Aim of the task: Only the run of lines from the one containing "Practice step: put a point on each instance of the utility" through the last line should be returned, exactly as written.
— Begin Available records —
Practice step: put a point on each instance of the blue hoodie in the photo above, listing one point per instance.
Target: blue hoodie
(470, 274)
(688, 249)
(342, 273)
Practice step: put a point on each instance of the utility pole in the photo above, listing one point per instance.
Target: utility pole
— End Available records —
Solution for this exercise:
Practice step: put a point on each instance of the utility pole in the photo above, listing one point per instance.
Target: utility pole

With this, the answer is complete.